- _Brief_
Reproduce the material below with every "Tightly box" swapped for "Tightly outline" and all other text left unchanged. Omit the pictures from your version.

- _Record list_

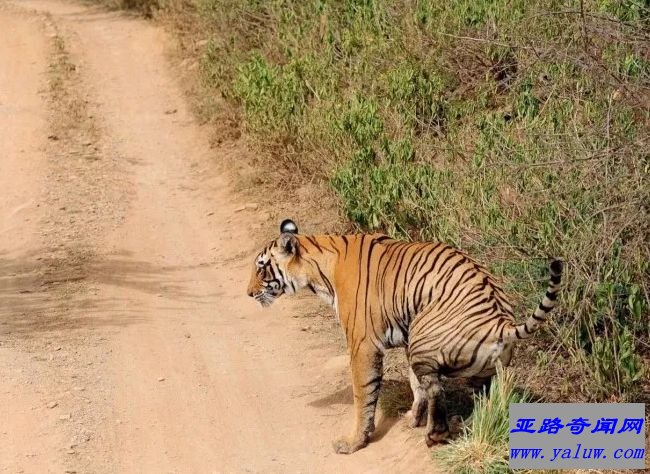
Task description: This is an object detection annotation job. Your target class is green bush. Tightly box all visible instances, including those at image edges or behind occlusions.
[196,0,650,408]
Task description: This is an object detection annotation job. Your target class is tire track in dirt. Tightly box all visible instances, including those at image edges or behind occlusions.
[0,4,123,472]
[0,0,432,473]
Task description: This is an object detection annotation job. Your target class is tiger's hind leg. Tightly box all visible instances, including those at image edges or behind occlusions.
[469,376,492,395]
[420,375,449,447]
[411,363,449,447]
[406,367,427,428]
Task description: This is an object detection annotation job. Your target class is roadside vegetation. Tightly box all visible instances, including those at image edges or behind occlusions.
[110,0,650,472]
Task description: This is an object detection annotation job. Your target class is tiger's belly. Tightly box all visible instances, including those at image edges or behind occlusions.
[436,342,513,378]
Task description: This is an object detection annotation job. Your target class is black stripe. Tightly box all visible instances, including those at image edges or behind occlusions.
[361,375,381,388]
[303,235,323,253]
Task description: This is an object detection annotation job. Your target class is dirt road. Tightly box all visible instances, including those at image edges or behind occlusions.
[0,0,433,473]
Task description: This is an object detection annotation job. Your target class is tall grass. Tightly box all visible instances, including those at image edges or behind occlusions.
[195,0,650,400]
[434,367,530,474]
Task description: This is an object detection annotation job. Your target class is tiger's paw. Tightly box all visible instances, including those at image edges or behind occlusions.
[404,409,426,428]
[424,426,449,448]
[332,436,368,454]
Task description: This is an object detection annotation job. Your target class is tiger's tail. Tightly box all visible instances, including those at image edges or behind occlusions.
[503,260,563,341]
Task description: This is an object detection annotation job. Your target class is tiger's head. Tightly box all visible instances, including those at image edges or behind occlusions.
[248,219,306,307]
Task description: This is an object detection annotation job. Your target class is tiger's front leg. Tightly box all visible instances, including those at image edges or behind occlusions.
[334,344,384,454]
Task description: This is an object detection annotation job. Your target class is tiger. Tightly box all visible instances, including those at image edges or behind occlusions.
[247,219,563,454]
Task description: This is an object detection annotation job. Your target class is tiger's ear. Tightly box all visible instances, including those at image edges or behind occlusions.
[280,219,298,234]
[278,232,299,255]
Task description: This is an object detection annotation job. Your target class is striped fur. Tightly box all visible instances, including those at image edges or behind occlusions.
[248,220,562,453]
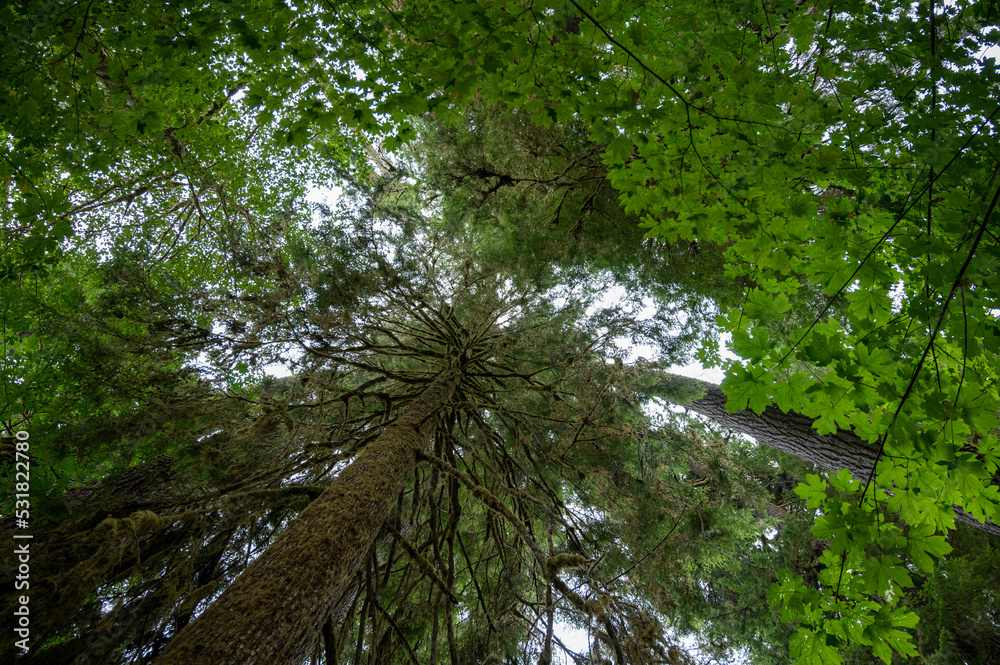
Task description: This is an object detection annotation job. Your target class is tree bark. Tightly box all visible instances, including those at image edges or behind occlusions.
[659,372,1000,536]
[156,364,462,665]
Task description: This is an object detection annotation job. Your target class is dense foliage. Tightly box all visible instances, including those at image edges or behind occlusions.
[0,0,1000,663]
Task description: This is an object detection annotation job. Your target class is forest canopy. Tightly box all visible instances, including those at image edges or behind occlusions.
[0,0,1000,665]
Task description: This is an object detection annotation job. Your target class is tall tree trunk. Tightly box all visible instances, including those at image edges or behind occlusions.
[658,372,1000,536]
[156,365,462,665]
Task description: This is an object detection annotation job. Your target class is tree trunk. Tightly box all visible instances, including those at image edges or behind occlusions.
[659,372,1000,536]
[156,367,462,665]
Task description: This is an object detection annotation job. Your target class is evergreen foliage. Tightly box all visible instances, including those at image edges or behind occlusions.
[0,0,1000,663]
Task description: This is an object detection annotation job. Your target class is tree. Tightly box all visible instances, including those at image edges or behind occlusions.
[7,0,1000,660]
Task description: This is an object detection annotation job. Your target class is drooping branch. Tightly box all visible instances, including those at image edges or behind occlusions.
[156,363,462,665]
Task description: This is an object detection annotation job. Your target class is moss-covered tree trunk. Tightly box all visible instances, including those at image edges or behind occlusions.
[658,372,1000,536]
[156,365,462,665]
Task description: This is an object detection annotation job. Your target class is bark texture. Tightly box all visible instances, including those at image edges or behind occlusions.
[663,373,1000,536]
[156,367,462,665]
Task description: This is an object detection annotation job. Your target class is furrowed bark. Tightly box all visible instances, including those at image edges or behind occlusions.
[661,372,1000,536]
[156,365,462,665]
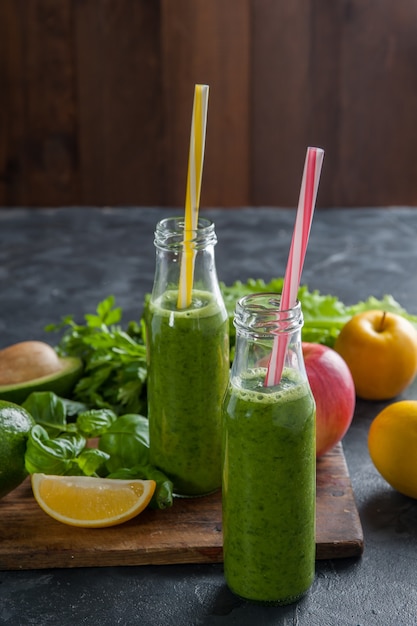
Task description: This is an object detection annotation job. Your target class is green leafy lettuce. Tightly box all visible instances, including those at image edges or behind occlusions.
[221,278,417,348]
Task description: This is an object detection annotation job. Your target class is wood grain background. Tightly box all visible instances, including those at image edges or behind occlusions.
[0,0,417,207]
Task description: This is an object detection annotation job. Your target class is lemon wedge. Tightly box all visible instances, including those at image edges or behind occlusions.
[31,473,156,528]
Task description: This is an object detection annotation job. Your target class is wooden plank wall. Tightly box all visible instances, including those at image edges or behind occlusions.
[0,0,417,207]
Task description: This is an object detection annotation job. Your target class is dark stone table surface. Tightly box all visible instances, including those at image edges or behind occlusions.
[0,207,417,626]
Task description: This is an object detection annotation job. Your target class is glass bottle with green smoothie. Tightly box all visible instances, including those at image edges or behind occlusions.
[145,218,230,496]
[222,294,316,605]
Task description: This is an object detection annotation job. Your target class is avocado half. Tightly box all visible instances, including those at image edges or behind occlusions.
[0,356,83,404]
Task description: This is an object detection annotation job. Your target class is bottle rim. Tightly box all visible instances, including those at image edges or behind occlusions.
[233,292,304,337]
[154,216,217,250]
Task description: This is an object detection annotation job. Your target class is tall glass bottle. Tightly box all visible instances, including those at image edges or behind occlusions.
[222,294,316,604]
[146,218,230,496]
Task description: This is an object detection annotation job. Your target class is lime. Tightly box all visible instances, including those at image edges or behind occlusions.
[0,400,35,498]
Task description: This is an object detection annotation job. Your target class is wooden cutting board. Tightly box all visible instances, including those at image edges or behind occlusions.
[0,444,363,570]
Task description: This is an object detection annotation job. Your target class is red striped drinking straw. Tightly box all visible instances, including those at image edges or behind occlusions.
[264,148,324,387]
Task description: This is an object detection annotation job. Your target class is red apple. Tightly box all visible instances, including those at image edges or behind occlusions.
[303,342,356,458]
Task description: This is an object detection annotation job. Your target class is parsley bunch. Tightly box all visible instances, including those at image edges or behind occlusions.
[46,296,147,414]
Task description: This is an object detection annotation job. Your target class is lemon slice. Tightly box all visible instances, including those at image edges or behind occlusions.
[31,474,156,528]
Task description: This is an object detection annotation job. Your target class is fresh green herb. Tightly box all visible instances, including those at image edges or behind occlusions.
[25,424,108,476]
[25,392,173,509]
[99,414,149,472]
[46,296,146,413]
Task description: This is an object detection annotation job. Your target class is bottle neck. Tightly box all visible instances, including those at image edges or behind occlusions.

- _Expected output_
Task description: This is an object detection annotation job. Your target class is green bush. Tightly outline all visible instances, including those at image edges or behind occlusions.
[196,0,650,408]
Task description: This is an object detection annotation job. Your target class is tire track in dirt. Tightly outline all visible instances, including those at image edges or behind occlusions.
[0,4,123,472]
[0,0,432,473]
Task description: This is an object detection annotation job. Your target class is tiger's hind leg. Tightly outline all visible instances, including those at image edges or behind occlusions.
[469,376,492,395]
[420,375,449,447]
[411,363,449,447]
[406,367,427,428]
Task description: This is an object detection annotation job. Your target class is roadside vegetation. Tightly outline all visible instances, including those at image edges or behind occlusions.
[110,0,650,472]
Task description: This is an object detection annotation job. Your target class is tiger's belly. Tightly outline all visible instances, including those at image edges or behind occlusions.
[436,342,513,378]
Task description: This is an object detection annotation job. Your target class is black stripe. Tightly outline all visible instances, including those at image edges or behind occlusions.
[361,375,381,388]
[303,235,323,253]
Task description: This is an object detection annotation job. Your target class is dirt road. Tightly outline all visible instances, including those at image edges or behind occlusions.
[0,0,433,473]
Task description: This is an object detection annotation job. Your target class is tall grass. Tightly outline all visible instances, including those at image edges or behind occlusions.
[195,0,650,400]
[434,367,530,474]
Task description: This is an object detection annotation job. Your target class is tiger's paw. Tightly outline all visible instances, including those at image edges or behind occlusions.
[404,409,426,428]
[424,426,449,448]
[332,436,368,454]
Task description: This is an object detection annotation job. Your target class is tiger's tail. Tightly outline all visible instances, including those at image edges or behind occlusions.
[503,260,563,341]
Task description: This is an object detection annotation job. Your target class is tiger's head. Tightly outline all visible instances, including those at image edges or behind occlusions.
[248,219,306,307]
Task description: This is an object detection annotation job. Your target class is tiger's front leg. Tightly outline all visible instances, including those at image edges or behind occlusions.
[334,344,384,454]
Task description: This is an object detection annotation job. Your target class is tiger. Tightly outline all visible instances, including those at image edges or behind occlusions.
[247,219,563,454]
Task description: This is an object detection annotation job. Your target class is tiger's ear. Tightly outline all visible instances, including those at image edges or behind occlusions.
[280,219,298,234]
[278,232,299,255]
Task description: This is an object detection annotation job. Your target class is striped fur. Tightly outline all visible instances, including those at image edges or behind occlusions.
[248,220,562,453]
Task description: This is an object detection annotation job. Your target class is tree bark. Tightly outline all visible instances, including those at image edges or behind occlusions.
[659,372,1000,536]
[156,364,462,665]
Task description: This is an object detection annotation job. Your target class is dense foliage. Tightly outline all visible instances, including those at image edges or behind occlusions.
[0,0,1000,663]
Task description: This is an object detection annotation job. Your target class is forest canopy. Tightly outline all visible instances, including those at image edges or behind occlusions.
[0,0,1000,665]
Task description: This is an object detection annotation job. Your target class is tall tree trunk. Tightly outline all visible instances, including those at image edges or behind occlusions.
[658,372,1000,536]
[156,365,462,665]
Task description: This is an object detection annotation job. Your target class is tree trunk. Tightly outline all visible instances, including those at image edges or behind occlusions.
[659,372,1000,536]
[156,367,462,665]
Task description: This is an object detection annotation job. Your target class is evergreen foliage. Tightly outline all visible instances, including those at image edges or behind occlusions.
[0,0,1000,663]
Task description: This is an object detection annotation job. Your target class is tree. Tightly outline all visible instances, including those at image edges or behind occlusions.
[7,0,1000,660]
Task description: This is an object detection annotation job. Your target class is drooping branch. Tightly outline all visible instances, including those at image edges or behind occlusions.
[156,363,462,665]
Task description: This is an object detection annotation job. Your target class is moss-covered tree trunk. Tightly outline all visible instances, including those at image edges or behind occlusions.
[658,372,1000,536]
[156,365,462,665]
Task description: This is an object detection annotation job. Your target class is bark texture. Tightly outline all visible instances, including those at image edges or behind occlusions.
[663,373,1000,536]
[156,367,462,665]
Task description: This is an object detection annotation job. Your target class is furrowed bark. Tightly outline all visible instances, including those at image edges or behind occlusions.
[661,372,1000,536]
[156,365,462,665]
Task description: This is an object detection annotation job. Your target class is green leafy lettuce. Tightly outline all visible instances, including those at image edges or behind occlusions.
[221,278,417,348]
Task description: This is an object detection annotation job. Your target class is wood grain background. Tightly outline all visible instances, including those at image edges or behind occlusions.
[0,0,417,207]
Task description: This is an object detection annotation job. Your target class is lemon wedge. Tightly outline all visible instances, including those at image edges or behind occlusions.
[31,473,156,528]
Task description: This is an object detection annotation job. Your target class is wooden plank wall. Tightly outline all visible instances, including those at image edges or behind occlusions.
[0,0,417,207]
Task description: This is an object detection annotation job. Your target class is dark stone table surface. Tightly outline all visible instances, including those at image edges or behind occlusions.
[0,207,417,626]
Task description: This is an object detection annotation job. Your target class is glass bottle with green smoothie. Tightly outline all visible instances, including those at image edges or behind occlusions.
[145,218,230,496]
[222,294,316,605]
Task description: This is an object detection annotation job. Your target class is avocado half. Tightly outline all visible instances, including those at image edges or behind occlusions.
[0,356,83,404]
Task description: This is an object detection annotation job. Your target class is bottle rim. Tightly outline all visible instances, including those at image edges or behind occlusions.
[233,292,304,337]
[154,216,217,250]
Task description: This is an object detection annotation job. Your target class is tall glass bottle. Tightly outline all visible instances, including those at image edges or behind occlusions.
[222,294,316,604]
[146,218,230,496]
Task description: This is an object detection annotation job. Your target class is lime. Tightly outline all visible instances, including those at image edges or behind occlusions.
[0,400,35,498]
Task description: This is an object detection annotation job. Your target class is wooden cutting board. Tightly outline all visible instances, including those at image edges or behind occlusions.
[0,444,363,570]
Task description: This is an object detection annotation job. Your target class is red striped drinking straw. Tightly outline all visible instances, including those at image edges or behind occlusions.
[264,148,324,387]
Task description: This is an object detection annotation job. Your target class is red apple. Tightly outline all visible instances, including those at image edges or behind occlusions.
[303,342,356,458]
Task description: This is an object detection annotation job. Your target class is parsley bunch. Tightly outline all visible instances, including those at image edges or behind occlusions.
[46,296,147,414]
Task description: This is an object detection annotation job. Your target class is lemon slice. Tightly outline all visible instances, including those at image edges or behind occlusions.
[31,474,156,528]
Task description: This is an object detection annotation job. Your target class is fresh green herb. Tightly outline all visible instances, including those at image edges or behind occlusions.
[25,424,108,476]
[25,392,173,509]
[99,414,149,472]
[46,296,146,413]
Task description: This is an object detection annotation job. Your target class is bottle neck. Tightly outline all visible instances, including those at image edges or behind occlusions.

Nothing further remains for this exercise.